*Problem to work on*: Here the requirement is to repeat every record exactly, in full.

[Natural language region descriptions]
· · · ·
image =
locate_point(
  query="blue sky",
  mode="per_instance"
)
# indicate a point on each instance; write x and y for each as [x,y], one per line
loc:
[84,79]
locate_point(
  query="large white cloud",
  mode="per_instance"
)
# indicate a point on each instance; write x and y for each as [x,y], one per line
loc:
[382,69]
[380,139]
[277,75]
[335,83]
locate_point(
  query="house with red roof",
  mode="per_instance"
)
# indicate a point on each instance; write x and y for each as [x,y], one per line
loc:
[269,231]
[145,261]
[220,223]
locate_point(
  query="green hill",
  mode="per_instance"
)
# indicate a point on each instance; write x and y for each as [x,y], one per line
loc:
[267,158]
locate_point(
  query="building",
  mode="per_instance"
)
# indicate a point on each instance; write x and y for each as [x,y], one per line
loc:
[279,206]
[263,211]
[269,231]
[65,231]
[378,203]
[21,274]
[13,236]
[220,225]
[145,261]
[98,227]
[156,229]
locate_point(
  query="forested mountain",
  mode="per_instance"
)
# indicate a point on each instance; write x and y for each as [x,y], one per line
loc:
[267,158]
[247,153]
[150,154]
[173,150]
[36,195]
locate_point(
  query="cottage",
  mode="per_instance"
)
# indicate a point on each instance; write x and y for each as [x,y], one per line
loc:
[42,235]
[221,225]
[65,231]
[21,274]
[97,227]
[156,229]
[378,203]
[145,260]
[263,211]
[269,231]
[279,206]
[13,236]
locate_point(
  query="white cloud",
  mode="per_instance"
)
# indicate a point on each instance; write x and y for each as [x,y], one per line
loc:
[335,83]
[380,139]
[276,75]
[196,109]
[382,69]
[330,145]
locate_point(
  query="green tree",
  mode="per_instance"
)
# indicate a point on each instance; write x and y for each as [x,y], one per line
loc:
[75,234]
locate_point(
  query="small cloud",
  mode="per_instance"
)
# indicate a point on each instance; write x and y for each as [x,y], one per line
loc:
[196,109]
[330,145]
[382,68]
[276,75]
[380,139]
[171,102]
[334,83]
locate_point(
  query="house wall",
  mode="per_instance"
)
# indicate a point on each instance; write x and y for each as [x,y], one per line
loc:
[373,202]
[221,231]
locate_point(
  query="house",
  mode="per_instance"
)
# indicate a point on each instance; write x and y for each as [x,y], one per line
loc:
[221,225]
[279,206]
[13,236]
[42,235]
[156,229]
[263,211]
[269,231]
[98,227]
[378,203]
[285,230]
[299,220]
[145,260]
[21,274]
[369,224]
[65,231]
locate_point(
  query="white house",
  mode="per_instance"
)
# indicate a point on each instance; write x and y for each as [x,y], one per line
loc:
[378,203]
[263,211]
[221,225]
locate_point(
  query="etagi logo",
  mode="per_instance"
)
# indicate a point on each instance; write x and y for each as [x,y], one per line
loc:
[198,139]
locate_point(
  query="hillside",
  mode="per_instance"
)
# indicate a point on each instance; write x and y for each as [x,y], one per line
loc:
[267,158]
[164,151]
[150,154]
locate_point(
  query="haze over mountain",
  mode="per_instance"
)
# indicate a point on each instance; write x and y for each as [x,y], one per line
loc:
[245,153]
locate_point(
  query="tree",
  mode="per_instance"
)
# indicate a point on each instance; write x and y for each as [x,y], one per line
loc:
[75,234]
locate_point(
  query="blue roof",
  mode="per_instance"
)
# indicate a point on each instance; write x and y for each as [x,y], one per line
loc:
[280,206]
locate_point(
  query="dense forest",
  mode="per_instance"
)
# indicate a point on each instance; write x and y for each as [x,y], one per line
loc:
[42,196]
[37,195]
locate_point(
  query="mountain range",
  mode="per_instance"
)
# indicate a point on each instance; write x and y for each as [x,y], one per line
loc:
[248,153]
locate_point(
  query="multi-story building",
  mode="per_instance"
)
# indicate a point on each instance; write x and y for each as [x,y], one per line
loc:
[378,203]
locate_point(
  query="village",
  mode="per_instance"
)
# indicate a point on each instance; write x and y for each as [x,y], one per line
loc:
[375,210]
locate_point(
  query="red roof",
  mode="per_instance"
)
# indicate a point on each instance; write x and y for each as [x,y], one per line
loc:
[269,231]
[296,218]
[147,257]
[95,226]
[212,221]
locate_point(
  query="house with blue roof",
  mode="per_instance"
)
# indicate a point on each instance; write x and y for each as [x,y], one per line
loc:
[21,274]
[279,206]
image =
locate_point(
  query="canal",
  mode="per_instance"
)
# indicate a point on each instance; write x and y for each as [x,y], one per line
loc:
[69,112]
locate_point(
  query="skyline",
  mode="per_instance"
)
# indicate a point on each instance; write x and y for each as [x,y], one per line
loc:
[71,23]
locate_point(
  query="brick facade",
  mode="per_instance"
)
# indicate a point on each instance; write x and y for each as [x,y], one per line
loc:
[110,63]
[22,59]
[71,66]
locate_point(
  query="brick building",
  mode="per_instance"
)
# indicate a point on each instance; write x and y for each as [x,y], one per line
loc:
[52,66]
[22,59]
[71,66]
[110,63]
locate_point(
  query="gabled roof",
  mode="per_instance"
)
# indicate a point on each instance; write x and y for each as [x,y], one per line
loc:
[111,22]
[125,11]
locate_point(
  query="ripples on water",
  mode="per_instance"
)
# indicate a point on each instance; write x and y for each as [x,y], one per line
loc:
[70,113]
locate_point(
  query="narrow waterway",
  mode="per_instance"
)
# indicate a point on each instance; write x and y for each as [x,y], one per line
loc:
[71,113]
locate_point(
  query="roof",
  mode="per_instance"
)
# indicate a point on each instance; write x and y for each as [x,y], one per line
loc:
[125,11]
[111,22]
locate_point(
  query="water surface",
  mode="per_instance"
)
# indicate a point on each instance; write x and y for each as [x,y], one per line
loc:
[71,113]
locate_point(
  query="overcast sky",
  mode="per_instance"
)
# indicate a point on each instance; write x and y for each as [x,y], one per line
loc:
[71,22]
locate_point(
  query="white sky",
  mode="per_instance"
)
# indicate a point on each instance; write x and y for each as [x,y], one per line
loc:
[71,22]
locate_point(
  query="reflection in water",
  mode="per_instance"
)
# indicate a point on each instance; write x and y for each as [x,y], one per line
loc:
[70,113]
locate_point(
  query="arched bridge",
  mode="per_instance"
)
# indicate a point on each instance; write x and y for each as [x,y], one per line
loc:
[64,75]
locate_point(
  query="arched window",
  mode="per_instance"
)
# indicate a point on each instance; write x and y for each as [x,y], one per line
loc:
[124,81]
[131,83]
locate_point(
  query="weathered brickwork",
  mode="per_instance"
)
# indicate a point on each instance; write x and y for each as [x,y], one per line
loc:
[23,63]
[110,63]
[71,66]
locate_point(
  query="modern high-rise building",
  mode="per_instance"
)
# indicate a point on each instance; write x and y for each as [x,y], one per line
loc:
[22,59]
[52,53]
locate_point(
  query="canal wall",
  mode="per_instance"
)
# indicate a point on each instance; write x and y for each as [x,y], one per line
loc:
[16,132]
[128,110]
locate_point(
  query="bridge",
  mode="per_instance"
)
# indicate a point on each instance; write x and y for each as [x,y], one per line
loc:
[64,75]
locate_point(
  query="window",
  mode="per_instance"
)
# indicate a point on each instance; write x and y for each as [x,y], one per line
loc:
· · · ·
*Written response*:
image =
locate_point(
  query="blue sky",
  mode="per_instance"
)
# indicate a point on each instance; write x and y for each as [x,y], one per line
loc:
[84,79]
locate_point(
  query="large white cloud",
  mode="per_instance"
)
# indicate a point on each instance; write x and y for each as [x,y], one per line
loc:
[382,69]
[380,139]
[277,75]
[335,83]
locate_point(
  query="house with red roof",
  mode="per_instance"
)
# indicate a point on each instance; write x and y for each as [x,y], one per line
loc:
[269,231]
[145,261]
[220,223]
locate_point(
  query="green hill",
  mode="per_instance"
)
# indicate a point on each instance; write x and y for each as [x,y], one per line
loc:
[267,158]
locate_point(
  query="building",
  mode="per_instance"
)
# indicate a point on each instance; write x and y for each as [x,y], one per line
loc:
[279,206]
[263,211]
[269,231]
[65,231]
[378,203]
[21,274]
[13,236]
[220,225]
[145,261]
[98,227]
[156,229]
locate_point(
  query="forested mountain",
  mode="per_instance"
)
# indicate a point on each instance; write x and y for each as [x,y], one per line
loc:
[267,158]
[247,153]
[150,154]
[173,150]
[36,195]
locate_point(
  query="cottage",
  mode="per_instance"
)
# indicate a point on each instance; write x and y for each as [x,y], one per line
loc:
[42,235]
[221,225]
[65,231]
[21,274]
[97,227]
[156,229]
[378,203]
[145,260]
[263,211]
[269,231]
[279,206]
[13,236]
locate_point(
  query="white cloud",
  mode="per_instance"
)
# indicate a point on each instance; write x and y for each as [x,y], one per line
loc:
[335,83]
[380,139]
[276,75]
[196,109]
[382,69]
[330,145]
locate_point(
  query="green tree",
  mode="per_instance"
)
# indicate a point on each instance; write x and y for each as [x,y], one per line
loc:
[75,234]
locate_point(
  query="small cloud",
  mode="per_instance"
)
# indicate a point on each instance; write x and y for each as [x,y], one per line
loc:
[196,109]
[330,145]
[382,68]
[276,75]
[380,139]
[171,102]
[334,83]
locate_point(
  query="house wall",
  mode="per_instance"
)
# indicate a point on each instance; write x and y for each as [x,y], one per line
loc:
[373,202]
[221,231]
locate_point(
  query="house",
  mode="per_instance"
)
# indicate a point on each instance; write x and y for each as [x,y], one per line
loc:
[221,225]
[279,206]
[13,236]
[42,235]
[156,229]
[263,211]
[269,231]
[98,227]
[378,203]
[285,230]
[299,220]
[145,260]
[21,274]
[369,224]
[65,231]
locate_point(
  query="white house",
  mode="per_instance"
)
# indicate a point on each instance; write x and y for each as [x,y], one per line
loc:
[378,203]
[263,211]
[221,225]
locate_point(
  query="etagi logo",
  mode="per_instance"
)
# indicate a point on each instance; write x and y for each as [x,y], one per line
loc:
[198,139]
locate_point(
  query="hillside",
  mode="per_instance"
)
# indicate a point on each instance; write x and y for each as [x,y], one per line
loc:
[267,158]
[164,151]
[150,154]
locate_point(
  query="haze over mountain",
  mode="per_instance"
)
# indicate a point on each instance; write x and y for each as [x,y], one per line
loc:
[245,153]
locate_point(
  query="tree",
  mode="per_instance"
)
# indicate a point on each instance; write x and y for each as [x,y], one per line
loc:
[75,234]
locate_point(
  query="blue roof",
  mode="per_instance"
)
# indicate a point on each instance; write x and y for each as [x,y], one per line
loc:
[280,206]
locate_point(
  query="dense forest",
  mode="per_instance"
)
# indicate a point on each instance; write x and y for each as [x,y], one per line
loc:
[42,196]
[37,195]
locate_point(
  query="mountain range",
  mode="per_instance"
)
# indicate a point on each instance; write x and y for each as [x,y], one per line
loc:
[248,153]
locate_point(
  query="multi-story building",
  mode="per_instance"
)
# indicate a point on each instance; write x and y for each as [x,y], one per line
loc:
[378,203]
locate_point(
  query="village",
  mode="per_instance"
)
# indicate a point on each instance; write x and y for each as [x,y], one per line
loc:
[375,210]
locate_point(
  query="red roof",
  mode="per_instance"
)
# indicate a point on each instance; write x and y for each as [x,y], one per line
loc:
[269,231]
[296,218]
[147,257]
[95,226]
[212,221]
locate_point(
  query="house with blue roof",
  mode="per_instance"
)
# indicate a point on each instance; write x and y for each as [x,y], one per line
loc:
[21,274]
[279,206]
image =
locate_point(
  query="canal",
  mode="per_instance"
)
# indicate a point on each instance; write x and y for each as [x,y], one per line
loc:
[69,112]
locate_point(
  query="skyline",
  mode="per_instance"
)
# indicate a point on each instance; write x and y for each as [x,y], one per line
loc:
[71,23]
locate_point(
  query="brick facade",
  mode="per_instance"
)
# indicate a point on each instance; write x and y for each as [x,y], one per line
loc:
[110,63]
[22,59]
[71,66]
locate_point(
  query="brick building",
  mode="per_instance"
)
# indicate a point on each instance; write x and y for each as [x,y], one per line
loc:
[52,66]
[22,59]
[71,66]
[110,63]
locate_point(
  query="gabled roof",
  mode="per_instance"
)
# indicate a point on each instance; write x and y for each as [x,y], one per line
loc:
[111,22]
[125,11]
locate_point(
  query="ripples on water",
  mode="per_instance"
)
# indicate a point on each instance; write x and y for each as [x,y], one per line
loc:
[70,113]
locate_point(
  query="narrow waterway",
  mode="per_instance"
)
# indicate a point on each instance; write x and y for each as [x,y], one per line
loc:
[71,113]
locate_point(
  query="roof",
  mode="per_instance"
)
# indicate a point on each instance; write x and y for each as [x,y], one per line
loc:
[125,11]
[111,22]
locate_point(
  query="water surface",
  mode="per_instance"
)
# indicate a point on each instance; write x and y for each as [x,y], one per line
loc:
[71,113]
locate_point(
  query="overcast sky",
  mode="per_instance"
)
# indicate a point on each instance; write x and y for each as [x,y], one per line
loc:
[71,22]
locate_point(
  query="white sky",
  mode="per_instance"
)
# indicate a point on each instance; write x and y for each as [x,y], one per line
loc:
[71,22]
locate_point(
  query="reflection in water",
  mode="per_instance"
)
# indicate a point on each instance; write x and y for each as [x,y], one per line
loc:
[70,113]
locate_point(
  query="arched bridge",
  mode="per_instance"
)
# indicate a point on each instance; write x and y for each as [x,y], one per line
loc:
[64,75]
locate_point(
  query="arched window",
  mode="per_instance"
)
# indicate a point on each instance; write x and y for each as [x,y], one per line
loc:
[124,81]
[131,83]
locate_point(
  query="weathered brickwork",
  mode="per_instance"
)
# indicate a point on each instance; write x and y for each as [x,y], one per line
loc:
[23,63]
[110,63]
[71,66]
locate_point(
  query="modern high-rise building",
  mode="per_instance"
)
# indicate a point on each instance; write x and y for each as [x,y], one per line
loc:
[22,59]
[52,53]
locate_point(
  query="canal wall",
  mode="per_instance"
)
# indicate a point on each instance; write x and y for each as [x,y], one per line
loc:
[16,132]
[128,110]
locate_point(
  query="bridge",
  mode="per_instance"
)
# indicate a point on each instance; write x and y for each as [x,y], one per line
loc:
[64,75]
locate_point(
  query="window",
  mode="per_instance"
)
# indicate a point on each instance; write x and y for each as [x,y], one per line
loc:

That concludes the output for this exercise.